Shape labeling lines
______________________________

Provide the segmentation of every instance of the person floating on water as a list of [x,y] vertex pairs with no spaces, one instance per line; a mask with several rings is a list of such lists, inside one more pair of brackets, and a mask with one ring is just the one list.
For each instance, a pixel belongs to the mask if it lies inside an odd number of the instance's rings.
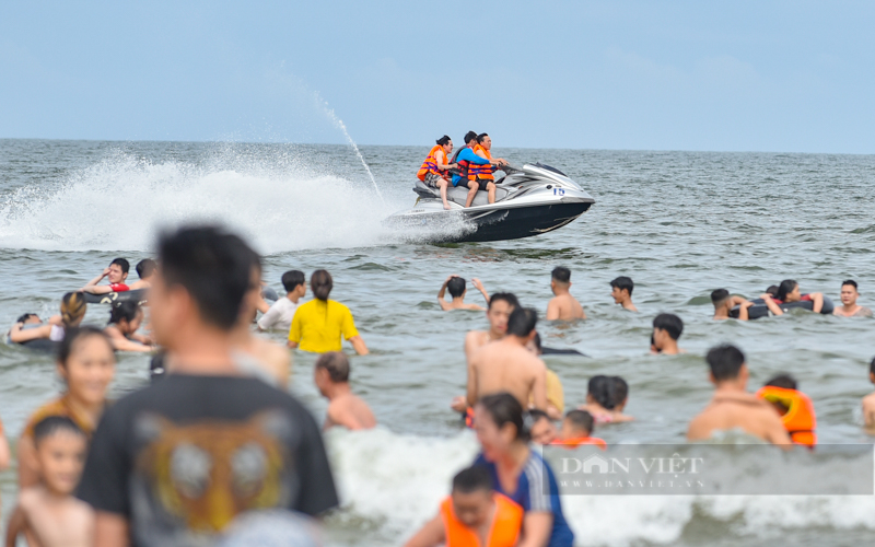
[[586,312],[578,300],[571,295],[571,270],[559,266],[553,268],[550,279],[553,299],[547,304],[547,321],[585,319]]
[[455,163],[448,163],[450,152],[453,151],[453,141],[444,135],[436,141],[438,146],[431,149],[422,166],[419,167],[417,178],[425,183],[429,188],[438,188],[441,190],[441,199],[444,202],[444,209],[450,210],[450,203],[446,202],[446,188],[450,185],[450,170],[456,167]]
[[[125,284],[128,279],[128,271],[130,271],[130,263],[125,258],[116,258],[109,263],[109,266],[100,276],[89,281],[80,291],[91,294],[129,291],[130,287]],[[103,278],[106,278],[109,284],[98,286],[97,283],[103,281]]]
[[840,317],[872,317],[872,310],[856,303],[860,298],[856,281],[849,279],[841,283],[841,306],[832,311]]
[[[486,292],[483,288],[483,283],[480,282],[479,279],[472,278],[471,284],[475,289],[480,291],[480,294],[483,295],[486,299],[487,305],[489,305],[489,293]],[[450,291],[450,295],[453,298],[452,302],[447,302],[444,300],[444,295],[446,291]],[[446,278],[444,284],[441,286],[441,290],[438,292],[438,303],[441,304],[441,310],[444,312],[448,312],[451,310],[477,310],[482,312],[486,307],[477,305],[477,304],[466,304],[465,303],[465,294],[468,290],[465,288],[465,279],[456,276],[455,274]]]
[[632,289],[635,284],[632,278],[620,276],[610,282],[610,295],[614,298],[614,303],[622,306],[623,310],[630,312],[638,312],[638,309],[632,304]]
[[523,526],[523,508],[493,490],[483,466],[462,469],[441,510],[405,547],[515,547]]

______________________________

» **What to do**
Could you reproduce all of the lines above word for word, leaving the picture out?

» **Solution to the problem**
Provide the segmentation of every instance of the person floating on water as a list of [x,y] vertex pairs with no spaces, one instance per line; a mask with several rings is a list of such lists, inside one more pair of brackets, and a mask with one ring is just the one list.
For each instance, a pixel belongs to the mask if it lies inside an odd number of the instance's rings.
[[586,312],[578,300],[571,295],[571,270],[559,266],[553,268],[550,279],[553,299],[547,304],[547,321],[585,319]]
[[455,163],[448,163],[450,152],[453,151],[453,141],[444,135],[436,141],[438,146],[431,149],[422,166],[419,167],[417,178],[425,183],[429,188],[438,188],[441,190],[441,199],[444,202],[444,209],[450,210],[450,203],[446,202],[446,188],[450,185],[450,170],[456,167]]
[[[125,284],[128,279],[128,271],[130,271],[130,263],[125,258],[116,258],[109,263],[109,266],[100,276],[89,281],[80,291],[91,294],[129,291],[130,287]],[[103,278],[106,278],[109,284],[98,286],[97,283],[103,281]]]
[[840,317],[872,317],[872,310],[856,303],[860,298],[856,281],[849,279],[841,283],[841,306],[832,311]]
[[[486,292],[483,288],[483,283],[480,282],[479,279],[472,278],[471,284],[475,289],[480,291],[480,294],[483,295],[486,299],[487,305],[489,305],[489,293]],[[450,291],[450,295],[453,298],[452,302],[447,302],[444,300],[444,295],[446,291]],[[446,278],[444,284],[441,286],[441,290],[438,292],[438,303],[441,304],[441,310],[444,312],[448,312],[451,310],[477,310],[482,312],[486,307],[477,305],[477,304],[466,304],[465,303],[465,294],[468,290],[465,288],[465,279],[456,276],[455,274]]]
[[632,289],[635,284],[632,278],[620,276],[610,282],[610,295],[614,298],[614,303],[622,306],[623,310],[630,312],[638,312],[638,309],[632,304]]
[[523,526],[523,508],[493,490],[483,466],[462,469],[441,510],[405,547],[515,547]]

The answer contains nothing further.